[DATASET]

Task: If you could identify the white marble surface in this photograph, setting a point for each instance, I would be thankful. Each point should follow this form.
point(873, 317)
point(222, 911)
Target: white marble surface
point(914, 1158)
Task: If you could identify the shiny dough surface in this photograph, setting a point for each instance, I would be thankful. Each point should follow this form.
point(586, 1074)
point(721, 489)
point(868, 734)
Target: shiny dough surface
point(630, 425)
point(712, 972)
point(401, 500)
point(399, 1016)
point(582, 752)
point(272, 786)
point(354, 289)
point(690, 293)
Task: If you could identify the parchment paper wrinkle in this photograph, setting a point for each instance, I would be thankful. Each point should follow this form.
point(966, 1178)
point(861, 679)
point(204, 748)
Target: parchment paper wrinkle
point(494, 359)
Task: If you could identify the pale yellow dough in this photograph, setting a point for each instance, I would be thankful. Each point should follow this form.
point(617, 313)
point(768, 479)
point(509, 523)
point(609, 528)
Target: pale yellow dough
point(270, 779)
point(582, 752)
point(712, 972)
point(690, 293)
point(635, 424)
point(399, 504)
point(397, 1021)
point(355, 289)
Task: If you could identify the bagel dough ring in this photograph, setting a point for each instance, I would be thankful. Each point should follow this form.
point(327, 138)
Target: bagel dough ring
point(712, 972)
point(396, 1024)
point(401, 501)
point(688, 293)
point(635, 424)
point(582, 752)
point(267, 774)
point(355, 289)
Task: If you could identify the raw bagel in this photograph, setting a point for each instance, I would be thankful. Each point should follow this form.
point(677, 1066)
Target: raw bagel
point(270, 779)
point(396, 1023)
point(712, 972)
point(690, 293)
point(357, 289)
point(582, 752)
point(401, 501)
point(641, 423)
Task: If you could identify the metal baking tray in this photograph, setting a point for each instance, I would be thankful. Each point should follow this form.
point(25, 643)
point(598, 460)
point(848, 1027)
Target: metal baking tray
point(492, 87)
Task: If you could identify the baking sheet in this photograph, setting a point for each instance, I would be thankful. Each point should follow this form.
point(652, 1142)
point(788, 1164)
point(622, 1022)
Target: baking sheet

[/DATASET]

■ WHAT TO DO ■
Only lines with the word "each" are needed. Copy them from the preceding records.

■ YOUR RESPONSE ■
Task: If you could identify the white marble surface in this photograph, setting a point for each instance, I would be thankful. Each point should follow this form.
Task: If you could identify the shiny dough surface in this photograph, setting a point for each instance, I would be thankful. Each point should follow this form.
Task: If you could identify the parchment paper wrinkle in this photograph, setting a point for each instance, I would be thankful. Each point should follow this form.
Task: If you could identify the pale yellow dough in this photograph, setting a point for each instance, I would be thankful. Each point should follow this form.
Task: If you could identify the bagel dough ring in this photograph, setting a point for each instance, I would be thankful. Each point should follow this form.
Task: If you could identify the raw bagel in this photograph, setting a point for each instance, I would be thankful. Each point should follow this form.
Task: If you could identify the metal baking tray in this photograph, setting a point for each instance, I would be thankful. Each point should follow this form.
Task: If you could identify the baking sheet in this photograph, setting a point for each instance, I would be thankful. Each point should follow this form.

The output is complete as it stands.